- [Exercise inputs]:
________________________________________

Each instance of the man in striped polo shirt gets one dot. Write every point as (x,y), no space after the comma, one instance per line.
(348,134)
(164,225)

________________________________________

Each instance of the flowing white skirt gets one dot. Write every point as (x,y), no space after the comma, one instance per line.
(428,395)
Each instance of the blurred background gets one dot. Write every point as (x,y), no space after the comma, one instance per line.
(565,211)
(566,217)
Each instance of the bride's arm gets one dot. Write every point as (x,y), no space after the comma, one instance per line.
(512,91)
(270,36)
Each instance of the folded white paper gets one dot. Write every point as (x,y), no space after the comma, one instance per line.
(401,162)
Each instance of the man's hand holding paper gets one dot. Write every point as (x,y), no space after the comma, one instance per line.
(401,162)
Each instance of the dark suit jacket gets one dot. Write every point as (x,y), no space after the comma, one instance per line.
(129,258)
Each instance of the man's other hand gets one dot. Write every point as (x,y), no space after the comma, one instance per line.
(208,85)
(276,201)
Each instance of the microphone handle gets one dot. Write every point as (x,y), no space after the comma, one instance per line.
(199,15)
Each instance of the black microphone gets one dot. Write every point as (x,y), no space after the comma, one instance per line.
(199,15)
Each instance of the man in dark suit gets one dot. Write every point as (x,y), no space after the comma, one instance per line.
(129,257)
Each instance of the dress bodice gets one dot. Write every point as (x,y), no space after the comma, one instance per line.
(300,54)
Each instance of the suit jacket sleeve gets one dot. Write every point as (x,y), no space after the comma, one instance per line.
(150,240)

________________________________________

- [Short task]: Locate every line of the records that contains the word "microphone", and copy each such line.

- [Solution for this problem]:
Each instance of the microphone handle gets one dot. Write every point as (x,y), no space after the comma, one instance per line.
Each instance of the black microphone gets one dot. Write every point as (x,y), no space after the comma, one instance per line.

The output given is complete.